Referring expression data
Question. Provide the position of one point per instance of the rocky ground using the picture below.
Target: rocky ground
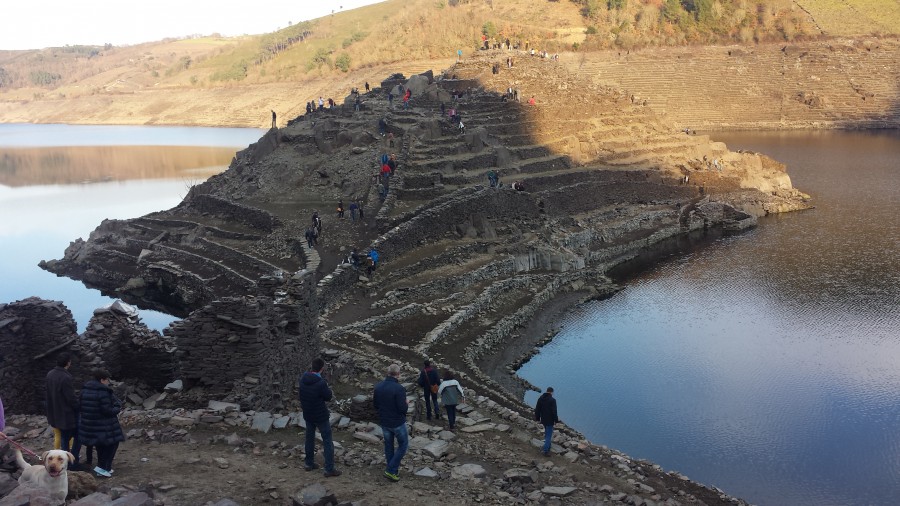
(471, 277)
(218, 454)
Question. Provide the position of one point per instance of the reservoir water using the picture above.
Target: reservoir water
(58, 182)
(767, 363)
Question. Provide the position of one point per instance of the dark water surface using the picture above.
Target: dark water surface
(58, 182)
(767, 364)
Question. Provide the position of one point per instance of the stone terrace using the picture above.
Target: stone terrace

» TASK DIRECTIONS:
Write the data above out exactly. Leave out any pictures.

» EXERCISE RESULT:
Question. Provide the position of one point per instance of the rocky ground using the picture below.
Target: rocky ground
(471, 277)
(218, 454)
Question. Provide the position of one point per instance of the reservoir water using the picture above.
Target: reservoir water
(58, 182)
(767, 363)
Question. Provide the position of one point per instance of the dark water surface using the picture above.
Target: dark water surface
(58, 182)
(767, 364)
Question. Provide the position of one point per instance of the stone terrace using the picture above.
Target: stone terrace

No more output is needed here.